These equations are used in the main text of this paper to describe
the amplitude behavior of offset continuation.  Let $\tau(s,r)$ be the
reflection traveltime from the source $s$ to the receiver $r$.
Consider a formal equality
\begin{equation}
\tau(s,r)=\tau_1\left(s,x(s,r)\right)+\tau_2\left(x(s,r),r\right)\;,   
\label{eqn:t1pt2} 
\end{equation}
where $x$ is the reflection point parameter, $\tau_1$ corresponds to the
incident ray, and $\tau_2$ corresponds to the reflected ray.
Differentiating (\ref{eqn:t1pt2}) with respect to $s$ and $r$ yields
\begin{eqnarray}
{\partial \tau \over \partial s}  & = & 
{\partial \tau_1 \over \partial s} + {\partial \tau \over \partial x}\,
{\partial x \over \partial s}\;,
\label{eqn:dt1ds} \\
{\partial \tau \over \partial r}  & = & 
{\partial \tau_2 \over \partial r} + {\partial \tau \over \partial x}\,
{\partial x \over \partial r}\;.

* **Dataset records**:
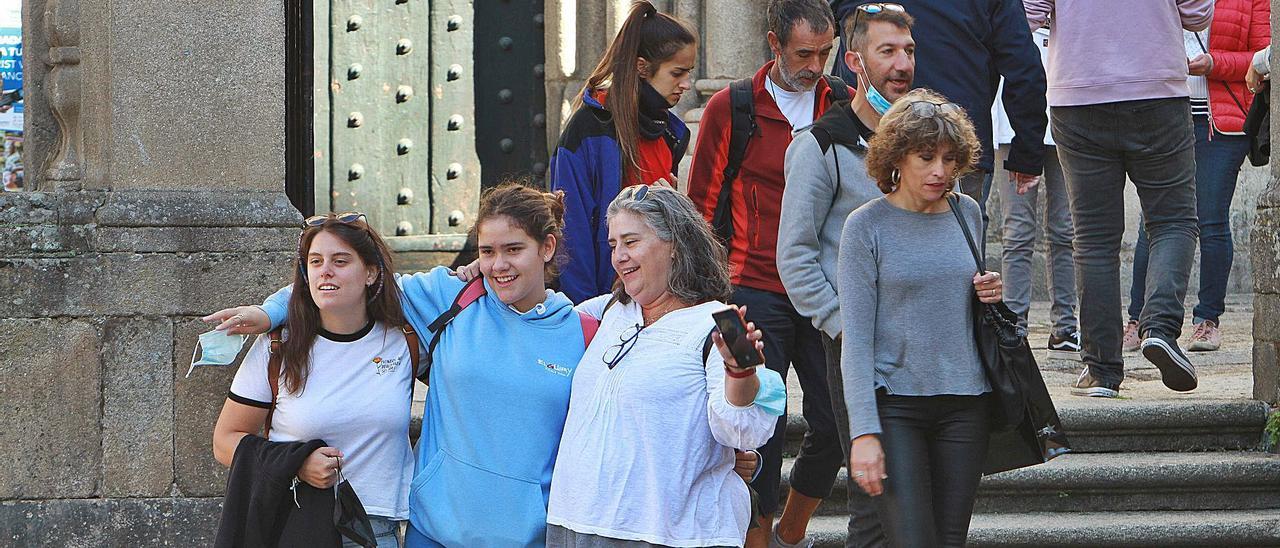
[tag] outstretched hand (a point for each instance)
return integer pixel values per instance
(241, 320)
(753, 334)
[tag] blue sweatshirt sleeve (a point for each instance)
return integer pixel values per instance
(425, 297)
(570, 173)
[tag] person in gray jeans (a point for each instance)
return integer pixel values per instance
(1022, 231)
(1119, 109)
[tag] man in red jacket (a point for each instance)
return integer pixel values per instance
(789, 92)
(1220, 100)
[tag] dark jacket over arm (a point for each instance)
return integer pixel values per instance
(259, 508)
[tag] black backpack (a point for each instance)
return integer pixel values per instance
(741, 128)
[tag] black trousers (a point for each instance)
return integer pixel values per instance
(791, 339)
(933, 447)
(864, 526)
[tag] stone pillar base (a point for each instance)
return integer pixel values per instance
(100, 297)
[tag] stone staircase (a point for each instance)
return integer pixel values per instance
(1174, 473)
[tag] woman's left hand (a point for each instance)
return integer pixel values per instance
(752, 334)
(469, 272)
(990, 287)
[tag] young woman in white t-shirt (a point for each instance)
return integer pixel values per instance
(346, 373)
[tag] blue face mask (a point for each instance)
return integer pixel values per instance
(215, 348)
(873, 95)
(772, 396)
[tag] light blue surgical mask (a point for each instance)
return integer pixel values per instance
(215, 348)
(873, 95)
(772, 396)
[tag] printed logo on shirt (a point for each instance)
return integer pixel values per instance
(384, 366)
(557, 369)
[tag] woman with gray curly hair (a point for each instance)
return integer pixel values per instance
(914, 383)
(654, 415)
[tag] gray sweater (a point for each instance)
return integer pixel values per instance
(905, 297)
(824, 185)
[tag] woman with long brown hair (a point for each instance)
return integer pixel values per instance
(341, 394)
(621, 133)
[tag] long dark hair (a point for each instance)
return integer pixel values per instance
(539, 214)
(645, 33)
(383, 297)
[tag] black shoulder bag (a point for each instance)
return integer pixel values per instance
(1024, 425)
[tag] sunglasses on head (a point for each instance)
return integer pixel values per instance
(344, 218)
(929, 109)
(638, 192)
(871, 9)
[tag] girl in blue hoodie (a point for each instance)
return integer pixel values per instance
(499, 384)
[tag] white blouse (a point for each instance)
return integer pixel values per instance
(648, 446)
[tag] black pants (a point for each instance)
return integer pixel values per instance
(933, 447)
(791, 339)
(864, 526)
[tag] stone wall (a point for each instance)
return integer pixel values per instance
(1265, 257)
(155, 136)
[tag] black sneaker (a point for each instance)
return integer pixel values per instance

* **Exercise prompt**:
Please decide whether each statement below agrees with the offset continuation excerpt, answering yes or no and quoting the excerpt's exact words that settle it. (a) The equations serve to describe the amplitude behavior of offset continuation. (b) The second traveltime term belongs to the incident ray. (c) The equality that gets differentiated is called a formal equality.

* **The reply**:
(a) Yes: "to describe the amplitude behavior of offset continuation"
(b) No: "corresponds to the reflected ray"
(c) Yes: "Consider a formal equality"